Excerpts from a detection dataset:

'''

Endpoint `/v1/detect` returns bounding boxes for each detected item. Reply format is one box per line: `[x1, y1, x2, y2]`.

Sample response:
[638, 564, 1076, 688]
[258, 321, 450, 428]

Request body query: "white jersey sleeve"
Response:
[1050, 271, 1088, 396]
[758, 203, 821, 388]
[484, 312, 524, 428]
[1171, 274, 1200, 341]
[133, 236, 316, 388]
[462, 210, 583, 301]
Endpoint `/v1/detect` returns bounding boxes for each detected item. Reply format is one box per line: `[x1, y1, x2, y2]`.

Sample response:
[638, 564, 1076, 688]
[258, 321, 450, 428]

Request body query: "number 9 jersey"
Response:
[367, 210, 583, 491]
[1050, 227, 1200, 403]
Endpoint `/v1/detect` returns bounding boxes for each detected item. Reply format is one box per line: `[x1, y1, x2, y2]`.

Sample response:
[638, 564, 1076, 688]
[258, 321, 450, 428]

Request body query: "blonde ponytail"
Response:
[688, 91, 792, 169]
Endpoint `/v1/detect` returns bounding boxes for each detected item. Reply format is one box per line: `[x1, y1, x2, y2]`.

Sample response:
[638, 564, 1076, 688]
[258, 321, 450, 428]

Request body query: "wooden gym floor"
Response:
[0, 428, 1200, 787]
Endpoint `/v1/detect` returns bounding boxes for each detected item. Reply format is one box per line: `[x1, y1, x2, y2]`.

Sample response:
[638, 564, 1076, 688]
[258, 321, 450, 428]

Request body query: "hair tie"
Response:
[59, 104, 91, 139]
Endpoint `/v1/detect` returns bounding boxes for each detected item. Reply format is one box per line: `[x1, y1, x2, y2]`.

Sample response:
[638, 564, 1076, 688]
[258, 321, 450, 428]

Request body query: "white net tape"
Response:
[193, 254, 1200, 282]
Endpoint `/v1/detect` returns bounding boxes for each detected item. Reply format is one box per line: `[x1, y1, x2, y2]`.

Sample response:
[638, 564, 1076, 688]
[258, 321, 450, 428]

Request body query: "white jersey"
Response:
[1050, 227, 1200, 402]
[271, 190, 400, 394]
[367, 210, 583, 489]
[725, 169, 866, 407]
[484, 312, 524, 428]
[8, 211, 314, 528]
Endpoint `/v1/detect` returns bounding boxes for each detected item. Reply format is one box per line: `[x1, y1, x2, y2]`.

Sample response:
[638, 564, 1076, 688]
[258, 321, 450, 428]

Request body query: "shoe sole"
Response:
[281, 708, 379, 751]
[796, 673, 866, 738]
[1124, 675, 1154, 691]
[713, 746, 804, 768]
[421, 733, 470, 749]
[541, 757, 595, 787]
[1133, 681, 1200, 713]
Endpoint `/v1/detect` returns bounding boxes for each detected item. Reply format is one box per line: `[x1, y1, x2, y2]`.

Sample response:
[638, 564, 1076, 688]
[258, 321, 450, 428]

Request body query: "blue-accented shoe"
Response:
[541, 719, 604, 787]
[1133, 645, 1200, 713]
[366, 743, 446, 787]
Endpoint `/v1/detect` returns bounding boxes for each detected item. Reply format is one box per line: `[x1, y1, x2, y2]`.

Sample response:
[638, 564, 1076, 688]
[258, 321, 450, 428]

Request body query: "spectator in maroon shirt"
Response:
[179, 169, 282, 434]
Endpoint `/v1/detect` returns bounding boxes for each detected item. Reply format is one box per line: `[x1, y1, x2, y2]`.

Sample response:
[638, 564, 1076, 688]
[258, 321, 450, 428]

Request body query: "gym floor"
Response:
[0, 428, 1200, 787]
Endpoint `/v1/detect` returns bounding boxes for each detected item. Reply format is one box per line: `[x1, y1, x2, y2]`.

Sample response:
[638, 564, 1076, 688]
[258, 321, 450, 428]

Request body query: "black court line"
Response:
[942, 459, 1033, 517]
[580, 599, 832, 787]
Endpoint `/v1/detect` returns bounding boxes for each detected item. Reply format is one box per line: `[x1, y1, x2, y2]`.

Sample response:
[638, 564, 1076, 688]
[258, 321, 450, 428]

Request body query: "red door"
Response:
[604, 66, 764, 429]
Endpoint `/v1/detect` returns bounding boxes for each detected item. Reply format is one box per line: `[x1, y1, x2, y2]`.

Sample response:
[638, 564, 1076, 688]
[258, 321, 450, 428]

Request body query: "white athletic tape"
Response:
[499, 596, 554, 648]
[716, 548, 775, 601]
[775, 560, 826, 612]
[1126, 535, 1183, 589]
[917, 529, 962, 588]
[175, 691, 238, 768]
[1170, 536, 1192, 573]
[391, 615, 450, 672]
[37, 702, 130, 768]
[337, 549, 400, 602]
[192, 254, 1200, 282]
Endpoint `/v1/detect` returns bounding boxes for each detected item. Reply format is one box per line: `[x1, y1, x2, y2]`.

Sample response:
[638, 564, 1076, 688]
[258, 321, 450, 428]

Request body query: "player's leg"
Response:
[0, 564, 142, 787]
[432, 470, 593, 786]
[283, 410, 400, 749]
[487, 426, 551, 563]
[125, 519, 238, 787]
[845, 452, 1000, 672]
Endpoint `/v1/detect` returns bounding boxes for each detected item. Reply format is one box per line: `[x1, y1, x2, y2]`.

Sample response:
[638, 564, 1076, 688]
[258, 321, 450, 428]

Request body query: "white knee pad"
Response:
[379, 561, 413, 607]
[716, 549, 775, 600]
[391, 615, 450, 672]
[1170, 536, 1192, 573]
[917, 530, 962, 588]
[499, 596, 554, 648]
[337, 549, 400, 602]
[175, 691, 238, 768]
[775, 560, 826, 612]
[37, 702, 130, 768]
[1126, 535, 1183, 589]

'''

> [PROBLEM DESCRIPTION]:
Determine how many lines of the entries contain the string "tape". Reply with the number alone.

> [SOLVED PROBLEM]:
2